→ **PROBLEM TO SOLVE**
For each line of the data that includes the word "indicate", copy the line.
SUPPLIED MATERIAL Block Start
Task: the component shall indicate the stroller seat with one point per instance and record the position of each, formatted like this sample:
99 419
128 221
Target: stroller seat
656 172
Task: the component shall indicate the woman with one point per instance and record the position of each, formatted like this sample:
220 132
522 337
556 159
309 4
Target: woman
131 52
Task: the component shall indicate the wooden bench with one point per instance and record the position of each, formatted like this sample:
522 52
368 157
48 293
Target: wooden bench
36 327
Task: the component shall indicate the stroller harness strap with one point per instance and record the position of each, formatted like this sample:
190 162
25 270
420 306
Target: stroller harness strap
SUPPLIED MATERIAL Block End
→ **EXERCISE SOLUTION**
Task: the component shall indicate the stroller seat with one point per instance and record the position of each, formatted like this sample:
Task: the component shall indicate the woman with one point per instance and record the position of each, formatted like this sample:
Task: the component shall indicate the wooden bench with one point per instance and record the position of each, formatted like this sample:
Task: the component shall indicate the stroller harness strap with one point per instance and record the position of each, formatted like this sample:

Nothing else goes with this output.